--- Consigne écrite A ---
Répondez à ces questions sur le passage consacré à l'euro :
(i) Selon la première phrase, de quoi la zone euro n'a-t-elle jamais été un facteur pour les pays membres ?
(ii) Dans la citation, quels pays « ont vocation à donner cette impulsion » ?
(iii) D'après la citation, qui l'euro protège-t-il ?

--- Passage retenu ---
-- -- --

De fait, la zone Euro n’a jamais été un
facteur de stabilité ni un facteur de
croissance pour les pays membres.
La raison
délirante d’une nouvelle religion
Mais cette idée de l’Euro a tout
emporté dans l’esprit de notre Président
et sous la plume de ses conseillers.
Quand il revient sur ce thème dans sa
déclaration, c’est pour faire cette
citation : « Si la Grèce était
sortie de la zone euro, qu’aurait-on
dit ? Que la zone euro n’était pas
capable d’assurer son intégrité, sa
solidarité. Qu’aurait-on dit des Grecs ?
Qu’ils n’étaient pas capables de prendre
leurs responsabilités. Qu’aurait-on dit
de la France, de l’Allemagne, qui
ont vocation à donner cette impulsion ?
Que nous n’aurions pas été au
rendez-vous. La zone euro aurait reculé
alors que l’Europe doit avancer et
porter un projet qui puisse protéger les
peuples – car l’euro protège les pays
qui sont partie prenante de cette zone
monétaire. Qu’aurait-on dit sur cette
dislocation de cette grande idée ?[12] ».

-- -- --

--- Lignes affichées ---
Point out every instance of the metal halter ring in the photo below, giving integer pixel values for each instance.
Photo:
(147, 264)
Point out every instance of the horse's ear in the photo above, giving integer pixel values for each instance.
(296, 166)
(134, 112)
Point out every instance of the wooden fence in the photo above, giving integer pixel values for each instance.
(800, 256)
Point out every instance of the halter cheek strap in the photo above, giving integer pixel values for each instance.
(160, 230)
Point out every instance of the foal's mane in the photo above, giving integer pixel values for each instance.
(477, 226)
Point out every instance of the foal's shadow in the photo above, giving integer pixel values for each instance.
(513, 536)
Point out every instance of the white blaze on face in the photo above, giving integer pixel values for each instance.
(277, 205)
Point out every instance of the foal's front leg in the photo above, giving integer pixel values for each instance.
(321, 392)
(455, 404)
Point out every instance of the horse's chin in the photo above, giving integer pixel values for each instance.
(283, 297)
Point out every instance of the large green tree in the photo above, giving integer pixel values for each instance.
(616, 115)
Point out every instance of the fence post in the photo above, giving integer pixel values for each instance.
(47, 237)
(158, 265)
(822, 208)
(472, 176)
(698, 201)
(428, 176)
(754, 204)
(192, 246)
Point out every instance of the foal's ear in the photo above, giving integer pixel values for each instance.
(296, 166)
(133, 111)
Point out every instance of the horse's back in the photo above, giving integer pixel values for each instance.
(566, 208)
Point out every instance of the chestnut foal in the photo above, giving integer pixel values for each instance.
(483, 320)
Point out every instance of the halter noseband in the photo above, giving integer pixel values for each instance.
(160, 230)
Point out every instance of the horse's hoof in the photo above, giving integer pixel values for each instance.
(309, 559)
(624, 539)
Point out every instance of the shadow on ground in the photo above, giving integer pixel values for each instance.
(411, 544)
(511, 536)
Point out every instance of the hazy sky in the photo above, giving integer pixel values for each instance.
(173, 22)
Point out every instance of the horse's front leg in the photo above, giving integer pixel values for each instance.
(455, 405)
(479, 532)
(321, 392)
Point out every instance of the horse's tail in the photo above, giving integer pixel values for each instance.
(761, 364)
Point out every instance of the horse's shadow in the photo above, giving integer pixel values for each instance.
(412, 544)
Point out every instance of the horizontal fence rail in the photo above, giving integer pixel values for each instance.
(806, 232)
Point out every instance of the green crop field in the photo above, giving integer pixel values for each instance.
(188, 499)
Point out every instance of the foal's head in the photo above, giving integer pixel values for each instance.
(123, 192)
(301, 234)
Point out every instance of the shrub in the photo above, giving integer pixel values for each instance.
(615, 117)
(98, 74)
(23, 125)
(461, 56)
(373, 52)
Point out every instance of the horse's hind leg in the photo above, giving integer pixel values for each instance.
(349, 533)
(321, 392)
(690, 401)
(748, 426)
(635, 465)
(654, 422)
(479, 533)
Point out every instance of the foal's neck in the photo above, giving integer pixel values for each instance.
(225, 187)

-- -- --

--- Consigne écrite B ---
Modifiez les lignes à partir de celle qui contient « Point out every instance of the horse's tail » jusqu'à la dernière des lignes affichées, incluse, en remplaçant « shrub » par « bush » sans rien changer d'autre.

--- Résultat attendu A ---
(i) De stabilité et de croissance.
(ii) La France et l'Allemagne.
(iii) Les pays qui sont partie prenante de cette zone monétaire.

--- Résultat attendu B ---
Point out every instance of the horse's tail in the photo above, giving integer pixel values for each instance.
(761, 364)
Point out every instance of the horse's shadow in the photo above, giving integer pixel values for each instance.
(412, 544)
Point out every instance of the horizontal fence rail in the photo above, giving integer pixel values for each instance.
(806, 232)
Point out every instance of the green crop field in the photo above, giving integer pixel values for each instance.
(188, 499)
Point out every instance of the foal's head in the photo above, giving integer pixel values for each instance.
(123, 192)
(301, 234)
Point out every instance of the bush in the photo above, giving integer pixel values for each instance.
(615, 117)
(98, 74)
(23, 125)
(461, 56)
(373, 52)
Point out every instance of the horse's hind leg in the photo above, giving integer pixel values for each instance.
(349, 533)
(321, 392)
(690, 401)
(748, 426)
(635, 465)
(654, 422)
(479, 533)
Point out every instance of the foal's neck in the photo above, giving integer pixel values for each instance.
(225, 187)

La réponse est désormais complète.